__To do__
Reproduce every entry exactly.

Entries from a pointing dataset
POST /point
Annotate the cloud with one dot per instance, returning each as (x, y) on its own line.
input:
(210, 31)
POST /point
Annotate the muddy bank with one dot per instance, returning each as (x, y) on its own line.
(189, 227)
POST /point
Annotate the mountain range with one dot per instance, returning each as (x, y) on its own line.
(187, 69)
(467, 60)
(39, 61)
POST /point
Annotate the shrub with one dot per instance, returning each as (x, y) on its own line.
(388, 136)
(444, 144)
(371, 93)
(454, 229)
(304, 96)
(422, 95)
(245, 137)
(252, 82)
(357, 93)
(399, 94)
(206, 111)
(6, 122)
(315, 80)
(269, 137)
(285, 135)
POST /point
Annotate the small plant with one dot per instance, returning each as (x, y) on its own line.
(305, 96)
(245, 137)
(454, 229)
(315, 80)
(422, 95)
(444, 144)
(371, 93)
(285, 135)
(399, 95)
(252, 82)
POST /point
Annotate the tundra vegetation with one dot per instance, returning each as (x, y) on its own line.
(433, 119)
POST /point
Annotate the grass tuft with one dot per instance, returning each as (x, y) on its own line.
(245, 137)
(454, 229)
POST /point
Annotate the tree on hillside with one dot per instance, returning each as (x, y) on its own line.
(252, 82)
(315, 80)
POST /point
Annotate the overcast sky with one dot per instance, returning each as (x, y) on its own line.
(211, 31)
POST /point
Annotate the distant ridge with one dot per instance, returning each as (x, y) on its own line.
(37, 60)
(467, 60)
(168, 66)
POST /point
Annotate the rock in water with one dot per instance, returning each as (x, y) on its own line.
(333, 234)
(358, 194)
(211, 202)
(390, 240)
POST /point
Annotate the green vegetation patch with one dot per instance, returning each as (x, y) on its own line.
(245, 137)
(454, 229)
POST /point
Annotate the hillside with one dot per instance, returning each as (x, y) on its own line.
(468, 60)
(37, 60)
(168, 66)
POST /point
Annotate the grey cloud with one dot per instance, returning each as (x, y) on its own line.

__Answer to this problem__
POST /point
Annotate the cloud with one dot per instance, returning each as (x, y) on its own line.
input:
(210, 31)
POST /point
Annotate the muddy bank with one dot per instance, returning each as (x, y) on its own line.
(189, 227)
POST /point
Annotate the mountain range with one dot per instance, returning each as (x, y) on its own line.
(187, 69)
(467, 60)
(39, 61)
POST /point
Annotate the shrub with one dot per instance, returning each as (x, y) on its own line.
(388, 136)
(444, 144)
(371, 93)
(454, 229)
(304, 96)
(422, 95)
(245, 137)
(252, 82)
(357, 93)
(399, 94)
(206, 111)
(6, 122)
(315, 80)
(269, 137)
(285, 135)
POST /point
Annotate the small plant with one dot per instance, returning each as (x, y) on its own line.
(305, 96)
(245, 137)
(454, 229)
(315, 80)
(422, 95)
(444, 144)
(371, 93)
(285, 135)
(399, 95)
(252, 82)
POST /point
Annotate the tundra vegetation with one dot per instance, returning each as (x, y) on its own line.
(433, 119)
POST /point
Annotate the grass tuft with one dot per instance, returning each as (x, y) on its own line.
(245, 137)
(454, 229)
POST /point
Annotate the tree on hillside with one dot per instance, returning each as (x, y) on its own line.
(252, 82)
(315, 80)
POST /point
Annotate the overcast sky with one dot per instance, returning each as (x, y) on its own line.
(211, 31)
POST /point
Annotate the distant ridge with one dot per instance, returning each as (x, y) on its own line.
(37, 60)
(467, 60)
(168, 66)
POST /point
Annotate the rock in water with one dot per instance, returning each as (x, y) on its own line.
(333, 234)
(358, 194)
(211, 202)
(390, 240)
POST /point
Annotate the green vegetation patch with one dot per instance, returning each as (x, y) on its own line.
(245, 137)
(454, 229)
POST /point
Annotate the hillside with one dot per instance, returning each as (x, y) on its own line.
(468, 60)
(37, 60)
(168, 66)
POST /point
Annotate the grey cloud with one dot per instance, returning each as (x, y) on its own line.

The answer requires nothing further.